[Task goal]:
Pictures excluded, please retype exactly the lines from the start of the data through the line that contains "x=123 y=111", both ends kept, and nothing beyond them.

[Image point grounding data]
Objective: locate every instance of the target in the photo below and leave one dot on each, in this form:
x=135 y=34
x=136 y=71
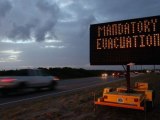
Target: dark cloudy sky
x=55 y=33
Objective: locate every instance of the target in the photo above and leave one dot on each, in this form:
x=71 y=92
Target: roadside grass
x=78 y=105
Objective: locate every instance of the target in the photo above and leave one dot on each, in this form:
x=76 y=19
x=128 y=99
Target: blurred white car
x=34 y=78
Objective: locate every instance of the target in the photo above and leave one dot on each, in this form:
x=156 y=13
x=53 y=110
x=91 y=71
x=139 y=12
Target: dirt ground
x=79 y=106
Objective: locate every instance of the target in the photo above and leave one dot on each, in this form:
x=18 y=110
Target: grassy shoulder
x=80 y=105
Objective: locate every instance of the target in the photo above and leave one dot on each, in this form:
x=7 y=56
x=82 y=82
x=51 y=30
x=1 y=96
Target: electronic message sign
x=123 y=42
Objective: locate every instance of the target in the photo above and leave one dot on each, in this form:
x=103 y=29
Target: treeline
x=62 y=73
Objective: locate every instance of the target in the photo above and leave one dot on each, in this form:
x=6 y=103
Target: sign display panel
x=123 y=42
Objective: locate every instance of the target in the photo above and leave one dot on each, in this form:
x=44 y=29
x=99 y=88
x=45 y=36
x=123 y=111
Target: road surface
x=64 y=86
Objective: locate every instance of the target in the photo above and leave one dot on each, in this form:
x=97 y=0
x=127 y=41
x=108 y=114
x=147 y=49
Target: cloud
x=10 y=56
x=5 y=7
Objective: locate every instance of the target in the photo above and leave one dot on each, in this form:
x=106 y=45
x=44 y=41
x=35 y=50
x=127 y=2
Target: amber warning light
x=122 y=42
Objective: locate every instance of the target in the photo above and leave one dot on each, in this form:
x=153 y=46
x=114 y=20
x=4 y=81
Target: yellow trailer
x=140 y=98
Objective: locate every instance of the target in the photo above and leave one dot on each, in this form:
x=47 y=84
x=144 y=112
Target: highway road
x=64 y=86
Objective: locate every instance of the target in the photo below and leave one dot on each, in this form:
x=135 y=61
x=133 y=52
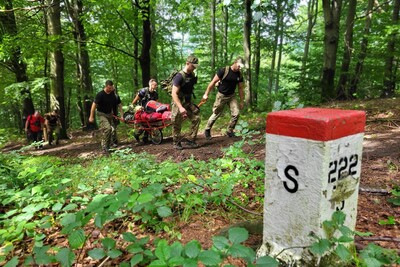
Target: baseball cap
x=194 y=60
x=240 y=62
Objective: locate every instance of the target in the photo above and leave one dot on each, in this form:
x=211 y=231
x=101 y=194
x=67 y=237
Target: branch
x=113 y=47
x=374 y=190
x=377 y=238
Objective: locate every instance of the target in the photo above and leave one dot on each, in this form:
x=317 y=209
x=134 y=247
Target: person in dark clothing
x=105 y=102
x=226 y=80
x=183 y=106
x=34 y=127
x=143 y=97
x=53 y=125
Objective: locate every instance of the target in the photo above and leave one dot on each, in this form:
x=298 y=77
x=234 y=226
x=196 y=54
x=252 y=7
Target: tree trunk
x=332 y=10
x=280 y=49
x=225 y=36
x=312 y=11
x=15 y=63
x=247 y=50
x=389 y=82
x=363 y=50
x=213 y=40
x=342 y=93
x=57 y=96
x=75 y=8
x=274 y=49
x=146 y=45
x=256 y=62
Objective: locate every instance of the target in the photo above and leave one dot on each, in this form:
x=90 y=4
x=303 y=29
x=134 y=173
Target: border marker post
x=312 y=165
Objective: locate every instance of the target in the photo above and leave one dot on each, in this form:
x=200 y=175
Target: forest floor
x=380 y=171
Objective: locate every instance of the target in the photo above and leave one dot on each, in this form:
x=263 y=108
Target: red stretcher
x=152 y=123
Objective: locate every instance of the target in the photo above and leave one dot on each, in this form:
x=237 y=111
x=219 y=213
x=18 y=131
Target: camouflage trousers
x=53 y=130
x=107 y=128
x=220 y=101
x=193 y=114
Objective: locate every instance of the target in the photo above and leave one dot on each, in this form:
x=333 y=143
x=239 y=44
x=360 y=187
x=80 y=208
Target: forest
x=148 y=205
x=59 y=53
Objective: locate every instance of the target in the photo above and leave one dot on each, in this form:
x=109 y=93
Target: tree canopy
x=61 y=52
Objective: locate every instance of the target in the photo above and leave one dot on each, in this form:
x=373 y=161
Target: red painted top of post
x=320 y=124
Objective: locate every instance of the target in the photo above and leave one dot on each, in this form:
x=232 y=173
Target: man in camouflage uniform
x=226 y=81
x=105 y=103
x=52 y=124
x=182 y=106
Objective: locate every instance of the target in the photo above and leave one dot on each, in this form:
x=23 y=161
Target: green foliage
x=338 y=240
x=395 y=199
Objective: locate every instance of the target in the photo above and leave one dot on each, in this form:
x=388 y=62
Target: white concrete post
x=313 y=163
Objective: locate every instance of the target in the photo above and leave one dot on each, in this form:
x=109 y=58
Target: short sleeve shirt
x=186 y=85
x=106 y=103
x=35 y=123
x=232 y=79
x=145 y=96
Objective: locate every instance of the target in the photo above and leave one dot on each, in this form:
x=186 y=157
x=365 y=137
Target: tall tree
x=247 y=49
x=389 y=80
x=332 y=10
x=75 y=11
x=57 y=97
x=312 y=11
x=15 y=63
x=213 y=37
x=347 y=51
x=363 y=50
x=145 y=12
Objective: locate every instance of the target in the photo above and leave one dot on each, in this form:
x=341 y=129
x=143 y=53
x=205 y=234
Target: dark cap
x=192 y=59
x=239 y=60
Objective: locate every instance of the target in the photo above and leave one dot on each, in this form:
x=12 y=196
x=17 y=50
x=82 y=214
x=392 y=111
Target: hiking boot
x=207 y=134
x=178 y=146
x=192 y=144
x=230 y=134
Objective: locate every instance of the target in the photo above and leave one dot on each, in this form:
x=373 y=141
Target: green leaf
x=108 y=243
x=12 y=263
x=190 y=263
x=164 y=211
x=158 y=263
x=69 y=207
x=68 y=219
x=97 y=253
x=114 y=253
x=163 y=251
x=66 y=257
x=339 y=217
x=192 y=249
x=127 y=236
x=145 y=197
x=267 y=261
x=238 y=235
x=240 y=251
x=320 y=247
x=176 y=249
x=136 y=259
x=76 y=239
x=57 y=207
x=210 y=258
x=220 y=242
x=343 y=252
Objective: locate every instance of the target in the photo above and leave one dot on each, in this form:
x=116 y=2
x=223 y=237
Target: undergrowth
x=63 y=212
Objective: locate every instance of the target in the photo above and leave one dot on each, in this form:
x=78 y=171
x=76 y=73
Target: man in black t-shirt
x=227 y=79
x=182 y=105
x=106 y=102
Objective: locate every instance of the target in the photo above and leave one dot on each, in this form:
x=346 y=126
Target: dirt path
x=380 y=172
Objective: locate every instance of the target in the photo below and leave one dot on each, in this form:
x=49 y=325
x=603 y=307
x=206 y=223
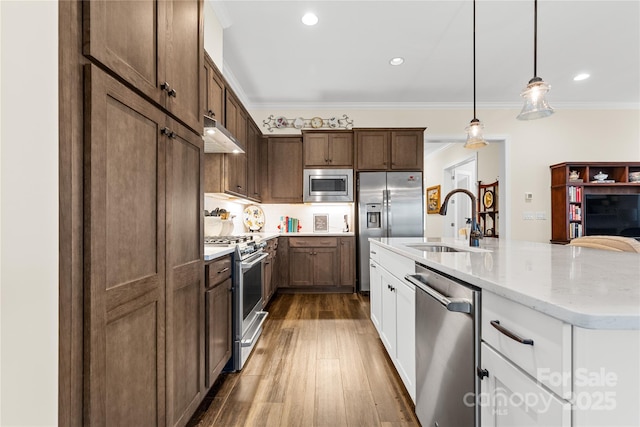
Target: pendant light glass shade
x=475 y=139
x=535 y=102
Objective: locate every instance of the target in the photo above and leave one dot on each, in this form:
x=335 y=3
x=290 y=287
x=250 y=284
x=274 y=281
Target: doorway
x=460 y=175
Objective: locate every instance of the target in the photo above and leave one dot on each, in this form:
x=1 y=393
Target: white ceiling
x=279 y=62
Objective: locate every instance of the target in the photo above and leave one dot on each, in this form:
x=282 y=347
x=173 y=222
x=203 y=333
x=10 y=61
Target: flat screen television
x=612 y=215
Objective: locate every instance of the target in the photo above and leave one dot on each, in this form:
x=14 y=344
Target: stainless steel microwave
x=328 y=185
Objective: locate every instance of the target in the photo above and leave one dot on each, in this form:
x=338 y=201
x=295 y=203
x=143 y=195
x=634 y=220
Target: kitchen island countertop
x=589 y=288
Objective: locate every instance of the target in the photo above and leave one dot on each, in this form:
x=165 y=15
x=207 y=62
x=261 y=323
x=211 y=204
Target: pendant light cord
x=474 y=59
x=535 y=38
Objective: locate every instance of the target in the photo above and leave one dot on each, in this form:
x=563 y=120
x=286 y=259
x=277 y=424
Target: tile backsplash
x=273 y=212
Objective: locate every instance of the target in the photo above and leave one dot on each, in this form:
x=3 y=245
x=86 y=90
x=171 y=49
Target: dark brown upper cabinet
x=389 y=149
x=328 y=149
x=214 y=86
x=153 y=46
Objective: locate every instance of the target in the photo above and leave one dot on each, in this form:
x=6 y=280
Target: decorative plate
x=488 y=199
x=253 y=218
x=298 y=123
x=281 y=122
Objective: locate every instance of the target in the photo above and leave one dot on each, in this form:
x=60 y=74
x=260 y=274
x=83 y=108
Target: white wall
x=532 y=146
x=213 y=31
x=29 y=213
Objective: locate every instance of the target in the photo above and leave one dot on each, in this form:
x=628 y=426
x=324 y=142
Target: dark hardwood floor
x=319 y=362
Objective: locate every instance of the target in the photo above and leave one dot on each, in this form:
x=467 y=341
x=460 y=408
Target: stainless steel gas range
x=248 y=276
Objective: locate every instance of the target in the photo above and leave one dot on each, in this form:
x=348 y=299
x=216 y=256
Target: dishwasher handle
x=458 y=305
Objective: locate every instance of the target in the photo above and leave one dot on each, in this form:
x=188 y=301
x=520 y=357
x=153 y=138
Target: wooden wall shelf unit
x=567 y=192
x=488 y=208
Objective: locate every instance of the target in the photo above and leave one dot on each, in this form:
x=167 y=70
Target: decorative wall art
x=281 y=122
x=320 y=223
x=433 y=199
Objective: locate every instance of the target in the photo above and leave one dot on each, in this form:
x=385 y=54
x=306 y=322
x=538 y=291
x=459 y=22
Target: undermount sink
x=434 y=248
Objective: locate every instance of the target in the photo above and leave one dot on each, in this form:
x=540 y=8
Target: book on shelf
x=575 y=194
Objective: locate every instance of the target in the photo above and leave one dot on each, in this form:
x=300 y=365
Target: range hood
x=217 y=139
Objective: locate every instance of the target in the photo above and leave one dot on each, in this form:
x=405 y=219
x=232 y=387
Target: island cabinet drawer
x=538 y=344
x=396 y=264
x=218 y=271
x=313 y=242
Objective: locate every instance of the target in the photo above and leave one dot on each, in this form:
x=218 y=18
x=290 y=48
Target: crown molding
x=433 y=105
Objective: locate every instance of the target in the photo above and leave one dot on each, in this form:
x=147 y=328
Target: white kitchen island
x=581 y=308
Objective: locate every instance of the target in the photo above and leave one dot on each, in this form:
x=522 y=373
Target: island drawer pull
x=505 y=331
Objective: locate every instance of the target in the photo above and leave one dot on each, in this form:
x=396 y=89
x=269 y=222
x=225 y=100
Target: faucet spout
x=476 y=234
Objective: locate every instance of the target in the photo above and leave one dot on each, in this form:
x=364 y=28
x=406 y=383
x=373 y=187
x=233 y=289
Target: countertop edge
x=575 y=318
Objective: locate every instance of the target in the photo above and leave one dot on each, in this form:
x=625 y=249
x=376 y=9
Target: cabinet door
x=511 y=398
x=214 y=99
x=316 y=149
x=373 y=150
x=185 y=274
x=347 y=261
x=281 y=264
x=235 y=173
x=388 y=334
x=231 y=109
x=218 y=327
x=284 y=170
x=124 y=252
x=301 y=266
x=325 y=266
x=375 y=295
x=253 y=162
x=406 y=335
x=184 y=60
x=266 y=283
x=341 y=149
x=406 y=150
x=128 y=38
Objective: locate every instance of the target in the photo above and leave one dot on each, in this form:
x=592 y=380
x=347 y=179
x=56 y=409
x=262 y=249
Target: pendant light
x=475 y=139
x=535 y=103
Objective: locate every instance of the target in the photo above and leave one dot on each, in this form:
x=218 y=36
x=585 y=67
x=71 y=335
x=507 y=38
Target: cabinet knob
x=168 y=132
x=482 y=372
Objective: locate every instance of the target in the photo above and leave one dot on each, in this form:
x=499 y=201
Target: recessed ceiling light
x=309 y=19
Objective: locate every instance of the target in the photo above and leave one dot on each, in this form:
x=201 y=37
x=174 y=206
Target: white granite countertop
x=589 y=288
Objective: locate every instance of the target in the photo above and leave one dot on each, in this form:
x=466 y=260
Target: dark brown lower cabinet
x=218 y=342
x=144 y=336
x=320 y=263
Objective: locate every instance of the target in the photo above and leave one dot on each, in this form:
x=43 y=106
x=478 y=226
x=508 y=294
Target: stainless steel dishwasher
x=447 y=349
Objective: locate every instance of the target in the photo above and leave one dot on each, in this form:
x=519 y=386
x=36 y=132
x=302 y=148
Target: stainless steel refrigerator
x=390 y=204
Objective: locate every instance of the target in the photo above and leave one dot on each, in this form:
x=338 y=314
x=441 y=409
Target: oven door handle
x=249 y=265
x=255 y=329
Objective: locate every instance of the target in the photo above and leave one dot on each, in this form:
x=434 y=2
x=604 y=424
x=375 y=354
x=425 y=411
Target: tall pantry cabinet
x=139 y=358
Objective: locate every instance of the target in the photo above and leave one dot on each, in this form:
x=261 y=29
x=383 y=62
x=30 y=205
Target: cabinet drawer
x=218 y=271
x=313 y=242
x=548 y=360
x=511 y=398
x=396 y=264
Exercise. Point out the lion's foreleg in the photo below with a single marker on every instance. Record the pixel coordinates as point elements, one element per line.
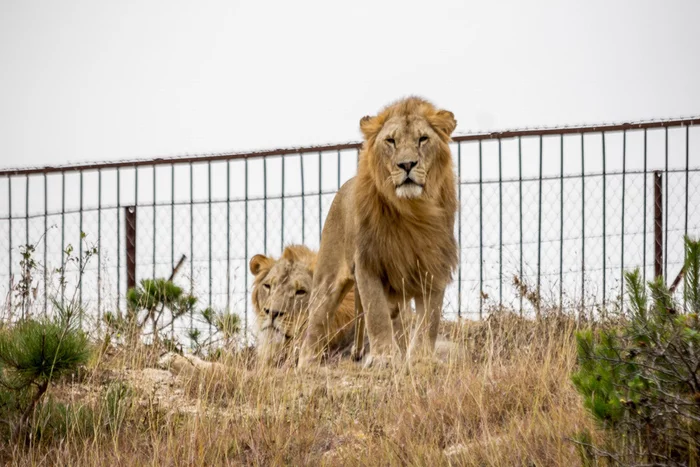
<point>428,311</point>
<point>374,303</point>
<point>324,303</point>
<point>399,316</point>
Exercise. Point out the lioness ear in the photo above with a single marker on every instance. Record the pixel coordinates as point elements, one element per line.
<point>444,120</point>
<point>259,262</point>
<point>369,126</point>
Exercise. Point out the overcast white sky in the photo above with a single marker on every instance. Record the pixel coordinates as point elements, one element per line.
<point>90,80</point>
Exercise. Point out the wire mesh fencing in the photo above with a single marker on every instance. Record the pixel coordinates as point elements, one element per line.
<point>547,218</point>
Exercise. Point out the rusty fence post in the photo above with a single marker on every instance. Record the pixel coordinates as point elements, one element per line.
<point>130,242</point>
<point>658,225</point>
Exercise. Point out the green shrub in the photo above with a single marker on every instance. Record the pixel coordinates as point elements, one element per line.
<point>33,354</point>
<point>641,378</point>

[Exercise result]:
Objective: locate every instance of the target in the photo below and leave one dot on each, in this form:
x=135 y=34
x=136 y=71
Target: dark cloudy sky
x=55 y=33
Objective: locate every instance of the target in the photo above and leave one dot on each, in this form:
x=71 y=92
Target: roadside grass
x=78 y=105
Objective: locate every instance of the target in the photo above and leave one dot on each, in this form:
x=76 y=19
x=128 y=99
Target: blurred white car
x=34 y=78
Objective: locate every instance of the target in the photo above and leave one dot on each, in this form:
x=156 y=13
x=53 y=110
x=91 y=71
x=139 y=12
Target: dirt ground
x=79 y=106
Objective: locate every instance of the target in the photo above and leave one dot on each, in this form:
x=18 y=110
Target: grassy shoulder
x=80 y=105
Objective: locate every instance of the target in the photo above and leave one dot on each, in this form:
x=7 y=56
x=82 y=82
x=51 y=30
x=1 y=96
Target: electronic message sign
x=123 y=42
Objective: locate every instance of the target in the photo above and leave one dot on each, in this form:
x=103 y=29
Target: treeline
x=62 y=73
Objective: locate every instance of the target in the photo above and leave one dot on each, in this form:
x=6 y=103
Target: sign display panel
x=123 y=42
Objective: locate every instance of the target in the photo above and leave one dot on each, in this form:
x=44 y=29
x=99 y=88
x=45 y=36
x=123 y=111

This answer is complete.